September 8, 2021 - 7:00am

Senator Bernie Sanders turns 80 today, and boasts what historians might describe as a mixed legacy. Did he, among the oldest living Left-wing baby boomer politicians, survive to see his ideas vindicated and his cause prevail? Or did he merely excel at “taking one for the team,” appearing to win as he was robbed by the powers that be?

It is in the latter phase of his career that Sanders achieved his greatest celebrity, and where postmortems most focus their attention.

As a mayor, Sanders had proven surprisingly effective, and in both the House of Representatives and Senate he had compensated for a lack of Lyndon Johnson-style pragmatic leadership and legislative output with a willingness to wax poetic about various Leftist-first principles. But until his run in 2016, I saw him as indistinguishable from similarly admirable anti-war Democrats such as Ohio Congressperson Dennis Kucinich and erstwhile presidential candidate John Edwards. Freddie deBoer — a grad student turned Leftist hot-take pundit — summarised the unease of many hesitant Sanders supporters in a Politico article in which he characterised Bernie as a “SINO,” a “socialist in name only.”

_Excerpted data_:

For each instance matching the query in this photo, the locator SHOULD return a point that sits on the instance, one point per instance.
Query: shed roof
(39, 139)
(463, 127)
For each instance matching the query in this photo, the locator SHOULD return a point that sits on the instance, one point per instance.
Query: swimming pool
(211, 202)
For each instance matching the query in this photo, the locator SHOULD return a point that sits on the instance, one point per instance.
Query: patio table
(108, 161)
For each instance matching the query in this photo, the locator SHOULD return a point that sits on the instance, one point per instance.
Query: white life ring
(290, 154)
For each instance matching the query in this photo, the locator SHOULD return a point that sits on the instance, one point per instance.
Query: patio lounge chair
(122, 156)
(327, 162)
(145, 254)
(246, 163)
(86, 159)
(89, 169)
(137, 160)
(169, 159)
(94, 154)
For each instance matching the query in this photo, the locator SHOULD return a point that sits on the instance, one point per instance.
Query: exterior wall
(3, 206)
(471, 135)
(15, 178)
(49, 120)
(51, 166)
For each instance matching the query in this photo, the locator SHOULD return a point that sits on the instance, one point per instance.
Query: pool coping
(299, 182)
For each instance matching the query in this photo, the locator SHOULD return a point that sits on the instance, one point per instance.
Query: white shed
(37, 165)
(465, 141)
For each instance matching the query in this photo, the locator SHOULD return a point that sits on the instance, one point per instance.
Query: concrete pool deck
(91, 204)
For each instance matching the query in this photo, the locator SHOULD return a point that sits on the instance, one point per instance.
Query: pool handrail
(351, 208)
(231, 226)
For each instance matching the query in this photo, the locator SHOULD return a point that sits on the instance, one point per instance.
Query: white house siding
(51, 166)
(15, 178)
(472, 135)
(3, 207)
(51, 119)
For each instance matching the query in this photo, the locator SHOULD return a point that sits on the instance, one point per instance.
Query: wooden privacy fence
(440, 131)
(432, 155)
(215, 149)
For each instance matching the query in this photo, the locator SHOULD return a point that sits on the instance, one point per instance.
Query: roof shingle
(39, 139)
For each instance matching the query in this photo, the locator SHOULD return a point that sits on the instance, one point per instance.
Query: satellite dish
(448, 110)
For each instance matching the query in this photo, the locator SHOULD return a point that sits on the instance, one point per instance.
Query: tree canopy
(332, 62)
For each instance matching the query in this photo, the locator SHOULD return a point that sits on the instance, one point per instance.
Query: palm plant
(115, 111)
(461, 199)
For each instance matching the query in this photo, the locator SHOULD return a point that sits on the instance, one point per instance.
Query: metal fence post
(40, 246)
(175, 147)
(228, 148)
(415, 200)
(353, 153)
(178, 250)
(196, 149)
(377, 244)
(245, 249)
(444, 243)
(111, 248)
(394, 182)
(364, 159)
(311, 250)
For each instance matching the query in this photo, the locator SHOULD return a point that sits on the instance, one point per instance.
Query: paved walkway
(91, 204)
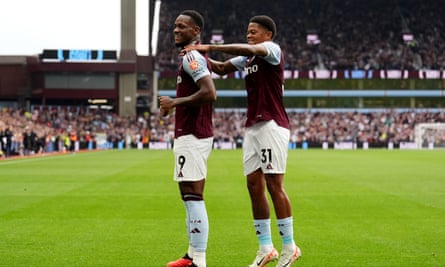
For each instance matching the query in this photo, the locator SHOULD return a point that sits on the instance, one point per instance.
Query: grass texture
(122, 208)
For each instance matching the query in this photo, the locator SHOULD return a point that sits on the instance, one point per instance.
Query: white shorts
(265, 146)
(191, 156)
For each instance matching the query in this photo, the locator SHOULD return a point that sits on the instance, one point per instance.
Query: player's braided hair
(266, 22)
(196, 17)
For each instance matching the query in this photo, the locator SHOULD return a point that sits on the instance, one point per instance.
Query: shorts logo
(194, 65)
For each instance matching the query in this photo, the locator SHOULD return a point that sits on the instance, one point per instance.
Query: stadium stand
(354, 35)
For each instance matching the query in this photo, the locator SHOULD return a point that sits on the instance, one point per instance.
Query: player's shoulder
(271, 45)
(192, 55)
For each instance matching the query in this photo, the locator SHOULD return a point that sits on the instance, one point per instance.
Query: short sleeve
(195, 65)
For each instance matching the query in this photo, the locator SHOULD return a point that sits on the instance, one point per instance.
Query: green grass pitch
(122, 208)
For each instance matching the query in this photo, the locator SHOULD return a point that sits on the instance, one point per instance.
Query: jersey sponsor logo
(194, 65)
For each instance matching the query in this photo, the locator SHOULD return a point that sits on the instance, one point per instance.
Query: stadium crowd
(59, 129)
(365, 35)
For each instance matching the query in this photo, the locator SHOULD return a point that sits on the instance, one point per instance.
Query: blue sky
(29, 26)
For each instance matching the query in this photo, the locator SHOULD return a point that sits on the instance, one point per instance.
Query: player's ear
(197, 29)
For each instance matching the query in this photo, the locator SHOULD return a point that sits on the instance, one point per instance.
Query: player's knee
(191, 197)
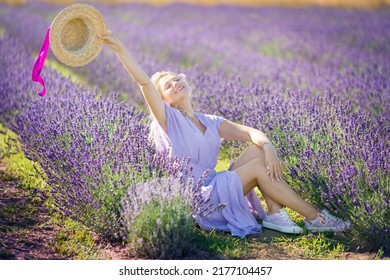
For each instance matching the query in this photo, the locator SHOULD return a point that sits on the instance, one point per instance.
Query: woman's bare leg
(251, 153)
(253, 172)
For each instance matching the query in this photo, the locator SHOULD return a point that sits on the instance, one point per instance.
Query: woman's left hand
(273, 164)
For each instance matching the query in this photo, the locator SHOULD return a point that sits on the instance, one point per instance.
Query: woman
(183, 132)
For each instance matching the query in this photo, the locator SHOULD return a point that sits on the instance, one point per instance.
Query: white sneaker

_Objectives_:
**a.** In the piece on Bernie Sanders at 80, what label did Freddie deBoer apply to Sanders in a Politico article?
**b.** Write the next part of the piece on Bernie Sanders at 80, picking up after its final sentence.

_Task-by-task answers_:
**a.** He called Sanders a "SINO," a "socialist in name only."

**b.**
Sanders lost in 2016 under two different delegate-assigning systems, each conceivably “rigged” against him, and lost in an even more spectacular fashion in 2020 after the delegate system had been modified in an attempt to make proceedings more fair towards the Bernie campaign. But in another important sense, Sanders won big. His 2016 and 2020 campaigns raised $440 million dollars from a broad base of donors, continuing to generate significant revenue during both of those campaign cycles long after his chances of victory had dimmed.

Although this was not his direct doing, he epitomised an era of “New Leftism” in popular culture. This rising tide of Leftism failed to crown a new American king, but it enabled a number of thirty-something operators and pundits, from Sean McElwee to the Chapo Trap House podcasters, to cultivate minor fiefdoms. New York Congressperson Alexandria Ocasio-Cortez and other fair-weather supporters of Sanders’ doomed insurgencies can still avail themselves of Sanders’ imprimatur in the coming decades.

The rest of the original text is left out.